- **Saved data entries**
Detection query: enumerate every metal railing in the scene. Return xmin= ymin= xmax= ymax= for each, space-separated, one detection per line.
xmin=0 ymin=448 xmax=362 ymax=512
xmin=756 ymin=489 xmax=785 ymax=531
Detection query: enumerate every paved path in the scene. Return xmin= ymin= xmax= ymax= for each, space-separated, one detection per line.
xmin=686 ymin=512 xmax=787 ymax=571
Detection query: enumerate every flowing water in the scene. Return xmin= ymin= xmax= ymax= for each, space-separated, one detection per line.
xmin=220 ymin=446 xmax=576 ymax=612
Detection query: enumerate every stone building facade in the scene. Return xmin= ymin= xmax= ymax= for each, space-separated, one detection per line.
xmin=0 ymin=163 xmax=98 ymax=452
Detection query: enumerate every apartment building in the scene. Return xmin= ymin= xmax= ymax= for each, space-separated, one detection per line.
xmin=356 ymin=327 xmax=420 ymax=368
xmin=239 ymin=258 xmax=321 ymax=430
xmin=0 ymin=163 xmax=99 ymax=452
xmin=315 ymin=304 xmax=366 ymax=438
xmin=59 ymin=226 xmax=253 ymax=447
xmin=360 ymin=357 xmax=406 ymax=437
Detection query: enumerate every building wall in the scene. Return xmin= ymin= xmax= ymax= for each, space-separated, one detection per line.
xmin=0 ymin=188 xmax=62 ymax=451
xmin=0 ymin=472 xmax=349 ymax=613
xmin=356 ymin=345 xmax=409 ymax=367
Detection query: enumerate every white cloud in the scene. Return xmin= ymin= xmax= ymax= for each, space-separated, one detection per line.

- **Brief**
Without leaving anything out, give the entries again exactly.

- **Output**
Detection query: enumerate every metal railing in the scene. Return xmin= ymin= xmax= ymax= for each, space-separated, one detection per line.
xmin=0 ymin=448 xmax=362 ymax=512
xmin=756 ymin=489 xmax=785 ymax=531
Detection query: enumerate every paved path in the scene. Return xmin= ymin= xmax= ymax= for each, space-separated, one detection per line.
xmin=686 ymin=512 xmax=787 ymax=571
Detection query: enumerate every flowing water in the scene. Return xmin= ymin= xmax= ymax= for each, space-separated, one detection per line.
xmin=220 ymin=446 xmax=576 ymax=612
Detection query: enumerate every stone building facade in the scene. Return xmin= ymin= xmax= ymax= for each, space-separated, one detection per line.
xmin=0 ymin=163 xmax=98 ymax=452
Detection query: enumerate every apartment building in the scene. Return xmin= ymin= xmax= ymax= for each, space-separated, one detection per line.
xmin=356 ymin=327 xmax=420 ymax=368
xmin=239 ymin=258 xmax=321 ymax=430
xmin=0 ymin=163 xmax=99 ymax=452
xmin=315 ymin=304 xmax=366 ymax=438
xmin=59 ymin=226 xmax=253 ymax=447
xmin=360 ymin=357 xmax=406 ymax=437
Detection query: enumerate every building wall in the scene. Return xmin= ymin= xmax= ymax= for each, space-separated, one detection per line.
xmin=0 ymin=188 xmax=62 ymax=451
xmin=0 ymin=472 xmax=349 ymax=613
xmin=356 ymin=345 xmax=409 ymax=367
Detection query: enumerate every white cloud in the scene. Return xmin= ymin= xmax= ymax= for each, space-separated, one detection per line.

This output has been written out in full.